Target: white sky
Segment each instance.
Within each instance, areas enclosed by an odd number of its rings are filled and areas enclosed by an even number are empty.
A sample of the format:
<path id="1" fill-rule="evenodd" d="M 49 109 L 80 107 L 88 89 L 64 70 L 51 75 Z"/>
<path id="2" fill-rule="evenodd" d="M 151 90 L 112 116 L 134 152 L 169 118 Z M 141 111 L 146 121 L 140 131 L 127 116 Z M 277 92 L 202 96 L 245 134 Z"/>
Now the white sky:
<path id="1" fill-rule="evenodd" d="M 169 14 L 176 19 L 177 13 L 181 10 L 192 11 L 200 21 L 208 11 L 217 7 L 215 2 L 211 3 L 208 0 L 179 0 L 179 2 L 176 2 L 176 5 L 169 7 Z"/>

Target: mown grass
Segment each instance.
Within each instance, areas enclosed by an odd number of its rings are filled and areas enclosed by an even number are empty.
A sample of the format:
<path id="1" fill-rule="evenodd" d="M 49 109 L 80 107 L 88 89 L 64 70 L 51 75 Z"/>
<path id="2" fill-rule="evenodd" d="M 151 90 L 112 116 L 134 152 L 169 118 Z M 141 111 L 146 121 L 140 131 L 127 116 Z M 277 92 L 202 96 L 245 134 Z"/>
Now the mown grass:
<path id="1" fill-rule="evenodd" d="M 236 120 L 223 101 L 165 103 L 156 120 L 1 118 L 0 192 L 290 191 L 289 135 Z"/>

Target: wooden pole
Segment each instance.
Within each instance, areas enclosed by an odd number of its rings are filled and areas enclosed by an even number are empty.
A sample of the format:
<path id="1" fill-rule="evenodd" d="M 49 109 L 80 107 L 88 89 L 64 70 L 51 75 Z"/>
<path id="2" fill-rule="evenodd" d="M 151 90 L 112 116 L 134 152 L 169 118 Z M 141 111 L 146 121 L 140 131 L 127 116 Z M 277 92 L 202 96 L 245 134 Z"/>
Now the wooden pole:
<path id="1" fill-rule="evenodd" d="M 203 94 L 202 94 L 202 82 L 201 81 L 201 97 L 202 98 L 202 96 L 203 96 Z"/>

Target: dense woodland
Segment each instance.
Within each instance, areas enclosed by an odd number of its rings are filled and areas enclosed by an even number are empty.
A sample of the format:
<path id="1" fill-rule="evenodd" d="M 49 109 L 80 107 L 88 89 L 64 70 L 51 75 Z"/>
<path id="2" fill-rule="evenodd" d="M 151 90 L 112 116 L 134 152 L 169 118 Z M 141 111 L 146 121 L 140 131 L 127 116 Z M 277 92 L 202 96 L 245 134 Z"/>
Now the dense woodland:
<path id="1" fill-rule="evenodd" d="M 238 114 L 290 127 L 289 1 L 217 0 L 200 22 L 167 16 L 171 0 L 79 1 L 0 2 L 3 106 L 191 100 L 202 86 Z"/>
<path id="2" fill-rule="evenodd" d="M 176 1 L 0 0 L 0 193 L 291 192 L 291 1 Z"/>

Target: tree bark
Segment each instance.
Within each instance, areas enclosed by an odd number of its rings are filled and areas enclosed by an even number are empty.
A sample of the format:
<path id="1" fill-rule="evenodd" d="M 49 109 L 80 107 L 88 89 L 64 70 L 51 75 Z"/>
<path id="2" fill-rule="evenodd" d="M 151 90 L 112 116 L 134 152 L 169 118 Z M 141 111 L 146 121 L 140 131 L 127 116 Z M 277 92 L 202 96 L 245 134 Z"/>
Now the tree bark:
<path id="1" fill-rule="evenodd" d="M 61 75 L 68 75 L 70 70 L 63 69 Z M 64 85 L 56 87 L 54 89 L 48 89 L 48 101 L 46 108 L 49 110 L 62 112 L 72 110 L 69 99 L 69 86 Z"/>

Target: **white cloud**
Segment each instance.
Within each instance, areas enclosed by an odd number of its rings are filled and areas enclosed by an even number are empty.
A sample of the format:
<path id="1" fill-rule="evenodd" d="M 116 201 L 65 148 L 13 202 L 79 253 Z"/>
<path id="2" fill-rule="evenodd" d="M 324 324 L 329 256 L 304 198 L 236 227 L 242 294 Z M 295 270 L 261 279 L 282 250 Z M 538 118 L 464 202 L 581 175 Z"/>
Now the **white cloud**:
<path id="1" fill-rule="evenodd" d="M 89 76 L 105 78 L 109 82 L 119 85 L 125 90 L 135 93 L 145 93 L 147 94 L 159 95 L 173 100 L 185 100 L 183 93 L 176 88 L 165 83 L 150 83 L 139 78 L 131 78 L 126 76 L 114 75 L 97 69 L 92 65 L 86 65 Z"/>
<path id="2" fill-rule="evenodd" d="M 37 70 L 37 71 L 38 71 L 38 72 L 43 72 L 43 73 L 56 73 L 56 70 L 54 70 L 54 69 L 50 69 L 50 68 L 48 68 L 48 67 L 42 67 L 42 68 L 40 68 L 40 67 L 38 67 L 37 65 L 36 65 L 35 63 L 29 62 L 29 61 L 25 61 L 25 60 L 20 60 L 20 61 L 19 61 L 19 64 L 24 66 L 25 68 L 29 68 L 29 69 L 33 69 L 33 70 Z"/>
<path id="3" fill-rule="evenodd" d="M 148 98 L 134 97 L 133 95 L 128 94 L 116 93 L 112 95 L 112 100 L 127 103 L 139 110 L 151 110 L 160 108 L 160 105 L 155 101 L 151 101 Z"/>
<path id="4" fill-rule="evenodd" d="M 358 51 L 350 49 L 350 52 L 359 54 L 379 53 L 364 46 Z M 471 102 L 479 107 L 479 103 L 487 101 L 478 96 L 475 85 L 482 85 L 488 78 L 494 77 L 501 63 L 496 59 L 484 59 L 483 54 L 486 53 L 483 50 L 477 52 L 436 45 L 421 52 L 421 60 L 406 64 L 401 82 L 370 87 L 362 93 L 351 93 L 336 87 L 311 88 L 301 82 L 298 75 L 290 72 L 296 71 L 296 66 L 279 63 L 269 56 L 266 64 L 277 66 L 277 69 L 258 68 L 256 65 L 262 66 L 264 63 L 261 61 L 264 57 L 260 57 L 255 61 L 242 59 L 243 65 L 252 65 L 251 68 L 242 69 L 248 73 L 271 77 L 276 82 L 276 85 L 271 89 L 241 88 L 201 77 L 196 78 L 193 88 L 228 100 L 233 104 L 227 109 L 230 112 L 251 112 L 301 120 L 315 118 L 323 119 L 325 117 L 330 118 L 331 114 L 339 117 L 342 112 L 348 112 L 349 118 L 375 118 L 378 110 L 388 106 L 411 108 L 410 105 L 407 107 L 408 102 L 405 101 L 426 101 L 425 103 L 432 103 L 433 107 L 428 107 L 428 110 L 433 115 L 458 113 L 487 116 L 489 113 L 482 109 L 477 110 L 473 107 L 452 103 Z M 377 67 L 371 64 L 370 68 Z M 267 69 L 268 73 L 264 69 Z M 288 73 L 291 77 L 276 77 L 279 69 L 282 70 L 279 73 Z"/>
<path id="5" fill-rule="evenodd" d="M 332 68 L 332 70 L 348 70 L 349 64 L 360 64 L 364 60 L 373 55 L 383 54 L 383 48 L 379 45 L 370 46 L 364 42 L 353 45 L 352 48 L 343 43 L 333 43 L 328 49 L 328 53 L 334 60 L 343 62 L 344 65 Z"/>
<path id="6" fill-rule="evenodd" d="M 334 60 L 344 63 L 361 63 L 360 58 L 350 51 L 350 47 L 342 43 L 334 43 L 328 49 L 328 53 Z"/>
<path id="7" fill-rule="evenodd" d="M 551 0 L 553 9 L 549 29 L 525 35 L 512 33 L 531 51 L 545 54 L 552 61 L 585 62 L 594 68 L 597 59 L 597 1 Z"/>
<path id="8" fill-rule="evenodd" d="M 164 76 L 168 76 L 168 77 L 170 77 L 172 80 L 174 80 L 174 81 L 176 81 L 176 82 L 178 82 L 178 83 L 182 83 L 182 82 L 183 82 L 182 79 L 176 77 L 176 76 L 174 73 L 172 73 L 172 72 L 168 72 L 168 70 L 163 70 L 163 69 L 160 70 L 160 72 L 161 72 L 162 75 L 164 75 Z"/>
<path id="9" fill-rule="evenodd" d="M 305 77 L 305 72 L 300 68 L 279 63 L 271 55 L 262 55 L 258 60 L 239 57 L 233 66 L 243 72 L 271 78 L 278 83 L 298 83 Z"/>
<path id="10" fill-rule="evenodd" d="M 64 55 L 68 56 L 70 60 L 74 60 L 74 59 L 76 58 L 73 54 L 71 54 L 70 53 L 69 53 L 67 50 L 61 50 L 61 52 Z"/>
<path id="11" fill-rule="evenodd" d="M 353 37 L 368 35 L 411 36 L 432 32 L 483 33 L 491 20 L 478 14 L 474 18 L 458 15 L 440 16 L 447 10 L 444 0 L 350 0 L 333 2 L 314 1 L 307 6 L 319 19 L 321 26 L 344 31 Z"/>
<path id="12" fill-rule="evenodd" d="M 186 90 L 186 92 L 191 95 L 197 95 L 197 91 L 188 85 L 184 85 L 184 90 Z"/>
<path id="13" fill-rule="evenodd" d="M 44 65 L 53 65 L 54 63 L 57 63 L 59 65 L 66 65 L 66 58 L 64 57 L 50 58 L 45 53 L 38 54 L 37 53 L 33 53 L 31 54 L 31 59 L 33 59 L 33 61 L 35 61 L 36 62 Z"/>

What to produce:
Can you find every line in the data above that contains the word "cloud" and copy each of those lines in full?

Completed exercise:
Target: **white cloud**
Now the **white cloud**:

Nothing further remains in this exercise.